# Information
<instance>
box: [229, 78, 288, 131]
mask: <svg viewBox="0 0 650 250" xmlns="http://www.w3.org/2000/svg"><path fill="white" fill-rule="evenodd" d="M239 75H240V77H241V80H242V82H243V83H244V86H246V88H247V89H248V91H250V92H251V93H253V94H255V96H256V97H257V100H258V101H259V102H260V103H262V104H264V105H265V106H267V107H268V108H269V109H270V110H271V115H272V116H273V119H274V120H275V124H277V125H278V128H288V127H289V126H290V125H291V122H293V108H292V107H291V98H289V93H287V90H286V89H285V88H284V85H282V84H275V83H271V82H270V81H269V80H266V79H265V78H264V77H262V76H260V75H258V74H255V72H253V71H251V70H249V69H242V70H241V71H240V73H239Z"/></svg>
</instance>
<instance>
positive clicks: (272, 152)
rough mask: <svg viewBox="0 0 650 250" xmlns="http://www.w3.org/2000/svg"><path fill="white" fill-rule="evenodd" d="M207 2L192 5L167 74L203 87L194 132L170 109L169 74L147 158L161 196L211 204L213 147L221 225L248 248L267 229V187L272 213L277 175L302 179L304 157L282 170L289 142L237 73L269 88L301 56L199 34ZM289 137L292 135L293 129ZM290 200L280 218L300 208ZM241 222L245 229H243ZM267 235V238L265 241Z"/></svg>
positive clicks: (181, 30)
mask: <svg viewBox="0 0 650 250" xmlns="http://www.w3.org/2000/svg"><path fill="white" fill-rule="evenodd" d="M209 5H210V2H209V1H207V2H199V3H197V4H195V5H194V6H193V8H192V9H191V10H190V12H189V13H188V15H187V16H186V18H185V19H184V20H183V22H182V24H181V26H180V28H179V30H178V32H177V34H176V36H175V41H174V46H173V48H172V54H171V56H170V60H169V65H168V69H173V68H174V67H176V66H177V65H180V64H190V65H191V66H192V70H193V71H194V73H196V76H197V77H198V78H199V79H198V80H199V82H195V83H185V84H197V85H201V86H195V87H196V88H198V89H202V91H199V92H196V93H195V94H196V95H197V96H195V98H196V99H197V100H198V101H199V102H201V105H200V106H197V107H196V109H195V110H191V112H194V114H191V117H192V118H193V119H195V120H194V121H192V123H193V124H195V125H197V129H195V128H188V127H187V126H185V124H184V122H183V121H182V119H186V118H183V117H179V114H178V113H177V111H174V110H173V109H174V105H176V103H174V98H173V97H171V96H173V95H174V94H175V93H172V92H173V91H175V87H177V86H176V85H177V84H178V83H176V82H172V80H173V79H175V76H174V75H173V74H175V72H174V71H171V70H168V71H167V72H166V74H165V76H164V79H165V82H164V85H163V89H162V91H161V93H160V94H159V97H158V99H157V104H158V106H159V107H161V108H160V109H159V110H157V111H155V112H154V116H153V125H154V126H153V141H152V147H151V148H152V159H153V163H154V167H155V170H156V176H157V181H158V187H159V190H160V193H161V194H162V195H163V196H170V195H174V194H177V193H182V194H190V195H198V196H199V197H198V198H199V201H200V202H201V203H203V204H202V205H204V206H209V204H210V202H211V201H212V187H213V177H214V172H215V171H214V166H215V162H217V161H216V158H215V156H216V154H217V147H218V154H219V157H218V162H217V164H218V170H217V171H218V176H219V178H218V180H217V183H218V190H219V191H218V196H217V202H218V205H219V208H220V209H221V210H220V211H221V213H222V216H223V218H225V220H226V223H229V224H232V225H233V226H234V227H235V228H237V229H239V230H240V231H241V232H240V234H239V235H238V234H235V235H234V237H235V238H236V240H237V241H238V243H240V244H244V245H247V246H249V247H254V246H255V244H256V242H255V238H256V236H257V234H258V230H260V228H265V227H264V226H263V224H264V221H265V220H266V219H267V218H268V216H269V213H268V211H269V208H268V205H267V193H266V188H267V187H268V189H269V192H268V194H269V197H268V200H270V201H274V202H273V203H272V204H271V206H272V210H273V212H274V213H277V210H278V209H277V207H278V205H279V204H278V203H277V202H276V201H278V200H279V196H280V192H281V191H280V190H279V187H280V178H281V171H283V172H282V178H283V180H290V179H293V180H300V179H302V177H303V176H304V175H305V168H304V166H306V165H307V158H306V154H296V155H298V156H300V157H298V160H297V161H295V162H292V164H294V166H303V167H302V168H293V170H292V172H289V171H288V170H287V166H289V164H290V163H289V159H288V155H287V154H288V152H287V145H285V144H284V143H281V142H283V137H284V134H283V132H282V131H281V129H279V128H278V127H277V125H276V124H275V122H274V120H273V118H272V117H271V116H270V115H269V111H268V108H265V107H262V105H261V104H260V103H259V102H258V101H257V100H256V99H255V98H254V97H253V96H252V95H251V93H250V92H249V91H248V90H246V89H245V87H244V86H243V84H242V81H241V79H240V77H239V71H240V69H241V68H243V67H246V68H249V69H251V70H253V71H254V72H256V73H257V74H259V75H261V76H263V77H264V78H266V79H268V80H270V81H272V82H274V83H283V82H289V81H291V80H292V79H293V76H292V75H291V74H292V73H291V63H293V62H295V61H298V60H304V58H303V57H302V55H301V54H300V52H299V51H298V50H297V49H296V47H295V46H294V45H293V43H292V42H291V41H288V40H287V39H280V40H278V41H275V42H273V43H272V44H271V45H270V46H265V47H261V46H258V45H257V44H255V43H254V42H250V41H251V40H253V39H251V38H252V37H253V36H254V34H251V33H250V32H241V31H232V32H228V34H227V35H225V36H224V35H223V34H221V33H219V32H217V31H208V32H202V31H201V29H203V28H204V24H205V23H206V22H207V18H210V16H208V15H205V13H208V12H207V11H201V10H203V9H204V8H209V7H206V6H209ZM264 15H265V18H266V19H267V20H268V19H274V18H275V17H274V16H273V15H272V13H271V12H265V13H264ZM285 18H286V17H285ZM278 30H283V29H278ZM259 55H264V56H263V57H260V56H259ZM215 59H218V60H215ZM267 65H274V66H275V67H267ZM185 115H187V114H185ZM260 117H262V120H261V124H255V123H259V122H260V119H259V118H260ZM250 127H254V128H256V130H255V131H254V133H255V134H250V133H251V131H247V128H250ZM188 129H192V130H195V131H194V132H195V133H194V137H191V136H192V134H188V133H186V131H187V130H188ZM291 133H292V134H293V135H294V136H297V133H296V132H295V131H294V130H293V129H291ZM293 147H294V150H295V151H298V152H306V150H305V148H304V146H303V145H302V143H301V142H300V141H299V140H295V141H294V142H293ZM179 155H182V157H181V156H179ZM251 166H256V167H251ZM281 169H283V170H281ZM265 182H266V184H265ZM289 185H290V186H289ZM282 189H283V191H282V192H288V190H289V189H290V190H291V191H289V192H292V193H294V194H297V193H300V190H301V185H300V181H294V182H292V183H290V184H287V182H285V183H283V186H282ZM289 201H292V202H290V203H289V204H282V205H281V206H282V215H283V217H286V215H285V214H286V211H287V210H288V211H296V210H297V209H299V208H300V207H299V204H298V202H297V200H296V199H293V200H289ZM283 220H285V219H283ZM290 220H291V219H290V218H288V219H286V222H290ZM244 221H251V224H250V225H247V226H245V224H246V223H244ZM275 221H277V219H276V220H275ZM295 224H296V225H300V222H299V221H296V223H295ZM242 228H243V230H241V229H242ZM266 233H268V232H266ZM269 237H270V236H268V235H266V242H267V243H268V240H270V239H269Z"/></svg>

# What the exercise asks
Reproduce every line of the items above word for word.

# Answer to the exercise
<instance>
box: [229, 78, 288, 131]
mask: <svg viewBox="0 0 650 250" xmlns="http://www.w3.org/2000/svg"><path fill="white" fill-rule="evenodd" d="M239 75H240V77H241V80H242V82H243V83H244V86H246V88H247V89H248V91H250V92H251V93H253V94H255V96H256V97H257V100H258V101H259V102H260V103H262V104H264V105H265V106H267V107H268V108H269V109H270V110H271V115H272V116H273V119H274V120H275V124H277V125H278V128H288V127H289V126H290V125H291V122H293V108H292V107H291V98H289V93H287V90H286V89H285V88H284V85H282V84H275V83H271V82H270V81H269V80H266V79H265V78H264V77H262V76H260V75H258V74H255V72H253V71H251V70H249V69H242V70H241V71H240V73H239Z"/></svg>
</instance>
<instance>
positive clicks: (272, 152)
rough mask: <svg viewBox="0 0 650 250" xmlns="http://www.w3.org/2000/svg"><path fill="white" fill-rule="evenodd" d="M207 2L192 5L167 74L203 87L194 132L170 109L169 74L147 158L161 196L211 204L213 147L221 225L248 248L267 229V187L272 213L277 175L302 179L304 157L282 170L289 142L237 73L269 88L301 56L199 34ZM289 137L292 135L293 129ZM290 200L280 218L300 208ZM241 222L245 229H243ZM267 235V238L265 241Z"/></svg>
positive clicks: (181, 30)
mask: <svg viewBox="0 0 650 250" xmlns="http://www.w3.org/2000/svg"><path fill="white" fill-rule="evenodd" d="M209 5H210V2H209V1H207V2H199V3H197V4H195V5H194V6H193V8H192V9H191V10H190V12H189V13H188V15H187V16H186V18H185V19H184V20H183V22H182V24H181V26H180V28H179V30H178V32H177V34H176V36H175V41H174V46H173V48H172V54H171V56H170V60H169V65H168V69H173V68H174V67H176V66H177V65H180V64H190V65H191V66H192V70H193V71H194V73H196V76H197V77H198V78H199V79H198V80H199V82H195V83H185V84H197V85H201V86H195V87H196V88H198V89H202V91H199V92H196V93H195V94H196V95H197V96H195V98H196V99H197V100H198V101H199V102H201V105H200V106H197V107H196V109H195V110H191V112H194V114H191V117H192V118H193V119H195V120H194V121H192V123H193V124H195V125H197V129H195V128H188V127H187V126H185V124H184V122H183V121H182V119H186V118H183V117H179V114H178V113H177V111H174V110H173V109H174V105H176V103H174V98H173V97H171V96H173V95H174V94H175V93H172V92H173V91H175V87H177V86H176V85H177V84H178V83H176V82H172V80H173V79H175V76H174V75H173V74H175V72H174V71H171V70H168V71H167V72H166V74H165V76H164V79H165V82H164V85H163V89H162V91H161V93H160V94H159V97H158V99H157V104H158V106H159V107H161V108H160V109H159V110H157V111H155V112H154V116H153V125H154V126H153V141H152V147H151V148H152V159H153V163H154V167H155V170H156V176H157V181H158V187H159V190H160V193H161V194H162V195H163V196H170V195H174V194H177V193H182V194H190V195H198V196H199V197H198V198H199V201H200V202H201V203H203V204H202V205H204V206H209V204H210V202H211V201H212V187H213V177H214V172H215V171H214V166H215V162H217V161H216V158H215V156H216V154H217V147H218V154H219V157H218V162H217V164H218V170H217V171H218V176H219V178H218V180H217V183H218V190H219V191H218V196H217V202H218V205H219V208H220V209H221V210H220V211H221V213H222V216H223V218H225V220H226V223H229V224H232V225H233V226H234V227H235V228H237V229H239V230H240V231H241V232H240V234H239V235H238V234H235V235H234V237H235V238H236V240H237V241H238V243H240V244H244V245H247V246H249V247H254V246H255V244H256V242H255V238H256V236H257V234H258V230H260V228H265V227H264V226H263V224H264V221H265V220H266V219H267V218H268V216H269V213H268V211H269V208H268V205H267V193H266V188H267V187H268V189H269V192H268V194H269V197H268V200H270V201H274V202H273V203H272V204H271V206H272V210H273V212H274V213H277V210H278V209H277V207H278V205H279V204H278V203H277V202H276V201H278V200H279V196H280V192H281V191H280V190H279V187H280V178H281V171H283V172H282V178H283V180H290V179H293V180H300V179H302V177H303V176H304V175H305V168H304V166H306V165H307V158H306V154H296V155H298V156H300V157H298V160H297V161H295V162H292V164H294V166H303V167H302V168H293V170H292V172H289V171H288V170H287V166H289V164H290V163H289V159H288V155H287V154H288V152H287V145H285V144H284V143H281V142H283V137H284V134H283V132H282V131H281V129H279V128H278V127H277V125H276V124H275V122H274V120H273V118H272V117H271V116H270V115H269V111H268V108H265V107H262V105H261V104H260V103H259V102H258V101H257V100H256V99H255V98H254V97H253V96H252V95H251V93H250V92H249V91H248V90H246V89H245V87H244V86H243V84H242V81H241V79H240V77H239V71H240V69H241V68H243V67H246V68H249V69H251V70H253V71H254V72H256V73H257V74H259V75H261V76H263V77H264V78H266V79H268V80H270V81H272V82H274V83H283V82H289V81H291V80H292V79H293V76H292V75H291V74H292V73H291V63H293V62H295V61H298V60H304V58H303V57H302V55H301V54H300V52H299V51H298V50H297V49H296V47H295V46H294V45H293V43H292V42H291V41H288V40H287V39H280V40H278V41H275V42H273V43H272V44H271V45H270V46H265V47H261V46H258V45H257V44H255V43H254V42H250V41H251V40H253V39H251V38H252V37H253V36H254V34H251V33H250V32H241V31H232V32H228V34H227V35H225V36H224V35H223V34H221V33H219V32H217V31H208V32H202V31H201V29H203V28H204V24H205V23H206V22H207V18H210V16H208V15H205V13H208V12H207V11H201V10H203V9H204V8H209V7H206V6H209ZM264 15H265V18H266V19H267V20H268V19H274V18H275V17H274V16H273V15H272V13H271V12H265V13H264ZM285 18H286V17H285ZM278 30H283V29H278ZM259 55H264V56H263V57H260V56H259ZM215 59H218V60H215ZM267 65H274V66H275V67H267ZM185 115H187V114H185ZM260 117H262V120H261V124H255V123H259V122H260V119H259V118H260ZM250 127H254V128H256V130H255V131H254V133H255V134H250V133H251V131H247V128H250ZM188 129H192V130H195V131H194V132H195V133H194V137H191V136H192V134H188V133H186V131H187V130H188ZM291 133H292V134H293V135H294V136H297V133H296V132H295V131H294V130H293V129H291ZM293 147H294V150H295V151H298V152H306V150H305V148H304V146H303V145H302V143H301V142H300V141H299V140H295V141H294V142H293ZM179 155H182V157H181V156H179ZM251 166H256V167H251ZM281 169H283V170H281ZM265 182H266V184H265ZM289 185H290V186H289ZM282 189H283V191H282V192H288V190H289V189H290V190H291V191H289V192H292V193H294V194H297V193H300V190H301V185H300V181H294V182H292V183H290V184H287V182H285V183H283V186H282ZM289 201H292V202H290V203H289V204H282V205H281V206H282V215H283V217H286V215H285V214H286V211H287V210H288V211H296V210H297V209H299V208H300V207H299V204H298V202H297V200H296V199H293V200H289ZM283 220H285V219H283ZM290 220H291V219H290V218H288V219H286V222H290ZM244 221H251V224H250V225H247V226H245V224H246V223H244ZM275 221H277V219H276V220H275ZM295 224H296V225H300V222H299V221H296V223H295ZM242 228H243V230H241V229H242ZM266 233H268V232H266ZM269 237H270V236H268V235H266V242H267V243H268V240H270V239H269Z"/></svg>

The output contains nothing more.